Task set:
• A. In the talk page about All the Things You Are, what file sizes are given for the .ogg and .mid versions of the example?
• B. Please return everything in the talk page about All the Things You Are from "Latest comment: 6" down to "in this article.".
• C. List every username that signs a comment with a date in the talk page about All the Things You Are.

Selected text:
'''
Talk:All the Things You Are

Latest comment: 6 years ago by Joffboff in topic Timeline

How many bars? edit

The article says it has 34 bars, but according to this picture, there are 36 bars.--Schwalker 14:26, 23 June 2007 (UTC)Reply

There are 3 8-bar sections and one 12-bar section from my experience. These add up to 36. Eman235/talk 04:56, 29 May 2014 (UTC)Reply

There's been a request to provide more context and better explanations of the technical details edit

I'm doing an experiment to see if playable musical examples can be successfully posted in Wikipedia music articles.

I would propose adding this kind of playable example to provide illustrative context for the song form description that is used in this article.

 

Play this example

I'm trying to find a way to place an <EMBED> tag into a Wikipedia article that would play a MIDI format file. This would allow a play controller to be placed immediately below the example score. It would look like this.

It does seem like the Wikimedia music guidlines would like all music sample postings to be in Ogg Vorbis format.

For this kind of example, an Ogg Vorbis posting would use immense resources compared to a MIDI posting (240Kb for .ogg, 4K for .mid). MIDI is a format universally recognized by web browsers as far as I know.

I did find that translating to Ogg Vorbis formatting using the highest possible bitrate setting produces an acceptable translation of a MIDI sequence. This causes the resulting sequence file size to blow up by a factor of 60.

DLuebbert (talk) 19:22, 20 May 2008 (UTC)Reply

Trying a version using the Ogg Vorbis player:

 

I'm satisfied with this last experiment. I will use this in the published article and will wait for feedback.

DLuebbert (talk) 21:27, 20 May 2008 (UTC)Reply

Wonderful. Thank you for helping me understand the tune. Renglish (talk) 14:28, 8 November 2010 (UTC)Reply

Do we still need the flag that this article may be too technical for a general audience? edit

All of the technical jargon now points to musical examples where the listener can hear for themselves each concept that is discussed. Any ideas for improvement now that we have playable examples?
'''
[Items in a dataset]
'''
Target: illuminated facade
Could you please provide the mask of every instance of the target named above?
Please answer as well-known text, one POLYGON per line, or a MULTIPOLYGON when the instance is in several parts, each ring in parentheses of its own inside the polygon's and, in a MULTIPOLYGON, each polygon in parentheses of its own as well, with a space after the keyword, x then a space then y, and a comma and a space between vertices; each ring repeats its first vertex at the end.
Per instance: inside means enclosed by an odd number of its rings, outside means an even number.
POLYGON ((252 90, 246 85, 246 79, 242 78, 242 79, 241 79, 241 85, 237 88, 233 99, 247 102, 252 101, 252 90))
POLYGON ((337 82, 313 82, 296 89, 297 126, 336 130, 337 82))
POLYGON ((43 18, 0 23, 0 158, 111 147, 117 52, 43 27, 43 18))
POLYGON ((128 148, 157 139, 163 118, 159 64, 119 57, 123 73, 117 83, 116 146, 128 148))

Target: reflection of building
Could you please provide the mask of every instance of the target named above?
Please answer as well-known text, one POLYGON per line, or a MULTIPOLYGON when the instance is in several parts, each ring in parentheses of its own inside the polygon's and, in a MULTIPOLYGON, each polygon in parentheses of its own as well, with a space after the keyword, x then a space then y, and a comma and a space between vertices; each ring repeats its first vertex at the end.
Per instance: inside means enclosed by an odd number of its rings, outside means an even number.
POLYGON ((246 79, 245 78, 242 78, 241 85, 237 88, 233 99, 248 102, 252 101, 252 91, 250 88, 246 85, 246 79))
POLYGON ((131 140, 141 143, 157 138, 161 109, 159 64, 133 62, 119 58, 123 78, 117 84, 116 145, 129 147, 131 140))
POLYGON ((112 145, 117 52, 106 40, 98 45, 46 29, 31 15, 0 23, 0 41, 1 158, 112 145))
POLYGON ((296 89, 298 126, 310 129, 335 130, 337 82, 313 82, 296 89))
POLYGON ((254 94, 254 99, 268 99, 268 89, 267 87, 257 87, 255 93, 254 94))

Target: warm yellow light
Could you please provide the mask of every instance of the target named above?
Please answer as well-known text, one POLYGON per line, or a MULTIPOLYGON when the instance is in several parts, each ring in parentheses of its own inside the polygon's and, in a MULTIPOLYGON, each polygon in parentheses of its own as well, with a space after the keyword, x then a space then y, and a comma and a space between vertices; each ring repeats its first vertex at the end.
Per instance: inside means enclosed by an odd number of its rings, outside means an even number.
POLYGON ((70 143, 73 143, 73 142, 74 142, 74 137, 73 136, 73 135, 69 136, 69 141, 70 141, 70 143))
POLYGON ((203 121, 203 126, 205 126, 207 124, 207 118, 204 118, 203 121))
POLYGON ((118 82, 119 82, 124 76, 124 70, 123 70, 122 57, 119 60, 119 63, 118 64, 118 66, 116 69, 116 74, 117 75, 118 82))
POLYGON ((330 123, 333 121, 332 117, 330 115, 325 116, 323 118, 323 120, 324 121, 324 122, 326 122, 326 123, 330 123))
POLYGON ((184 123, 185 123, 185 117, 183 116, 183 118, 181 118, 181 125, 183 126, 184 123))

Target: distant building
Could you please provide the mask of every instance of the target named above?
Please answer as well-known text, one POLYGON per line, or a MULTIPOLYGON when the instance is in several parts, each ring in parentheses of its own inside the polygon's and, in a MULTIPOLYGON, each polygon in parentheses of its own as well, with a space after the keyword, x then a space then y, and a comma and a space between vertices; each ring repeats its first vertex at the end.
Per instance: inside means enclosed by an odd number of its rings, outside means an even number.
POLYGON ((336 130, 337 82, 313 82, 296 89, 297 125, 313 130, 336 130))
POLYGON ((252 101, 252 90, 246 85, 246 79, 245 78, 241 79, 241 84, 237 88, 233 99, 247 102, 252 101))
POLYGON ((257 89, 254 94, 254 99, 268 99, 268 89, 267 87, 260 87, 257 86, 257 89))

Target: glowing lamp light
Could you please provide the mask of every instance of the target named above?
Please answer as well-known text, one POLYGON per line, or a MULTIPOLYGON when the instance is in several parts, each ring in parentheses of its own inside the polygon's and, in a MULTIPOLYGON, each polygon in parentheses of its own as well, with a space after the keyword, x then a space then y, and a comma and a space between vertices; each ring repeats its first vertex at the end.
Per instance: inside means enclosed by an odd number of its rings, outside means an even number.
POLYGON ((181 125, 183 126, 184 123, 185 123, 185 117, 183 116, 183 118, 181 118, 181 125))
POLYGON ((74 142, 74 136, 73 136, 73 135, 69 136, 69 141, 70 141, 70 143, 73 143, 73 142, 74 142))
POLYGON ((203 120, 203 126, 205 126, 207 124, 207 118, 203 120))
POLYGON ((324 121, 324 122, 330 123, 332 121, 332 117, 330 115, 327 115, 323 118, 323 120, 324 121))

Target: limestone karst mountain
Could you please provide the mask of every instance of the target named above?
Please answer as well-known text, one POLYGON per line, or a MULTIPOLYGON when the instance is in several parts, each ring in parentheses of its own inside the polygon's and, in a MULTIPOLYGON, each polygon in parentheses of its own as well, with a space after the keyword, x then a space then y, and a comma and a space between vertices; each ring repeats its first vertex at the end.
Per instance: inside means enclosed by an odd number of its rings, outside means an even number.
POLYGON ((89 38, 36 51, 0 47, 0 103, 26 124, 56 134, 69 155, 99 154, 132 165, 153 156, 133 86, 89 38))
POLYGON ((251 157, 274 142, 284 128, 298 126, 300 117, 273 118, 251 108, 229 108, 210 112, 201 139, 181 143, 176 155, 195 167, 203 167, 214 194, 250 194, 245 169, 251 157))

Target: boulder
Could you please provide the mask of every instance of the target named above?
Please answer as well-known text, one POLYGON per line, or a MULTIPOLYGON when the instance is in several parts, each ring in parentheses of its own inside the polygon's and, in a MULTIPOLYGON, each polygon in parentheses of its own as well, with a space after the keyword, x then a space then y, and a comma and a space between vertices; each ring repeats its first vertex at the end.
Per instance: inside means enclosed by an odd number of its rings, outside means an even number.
'''
Completed exercise:
• A. 240Kb for .ogg and 4K for .mid.

• B.
Latest comment: 6 years ago by Joffboff in topic Timeline

How many bars? edit

The article says it has 34 bars, but according to this picture, there are 36 bars.--Schwalker 14:26, 23 June 2007 (UTC)Reply

There are 3 8-bar sections and one 12-bar section from my experience. These add up to 36. Eman235/talk 04:56, 29 May 2014 (UTC)Reply

There's been a request to provide more context and better explanations of the technical details edit

I'm doing an experiment to see if playable musical examples can be successfully posted in Wikipedia music articles.

I would propose adding this kind of playable example to provide illustrative context for the song form description that is used in this article.

• C. Schwalker, Eman235, DLuebbert, Renglish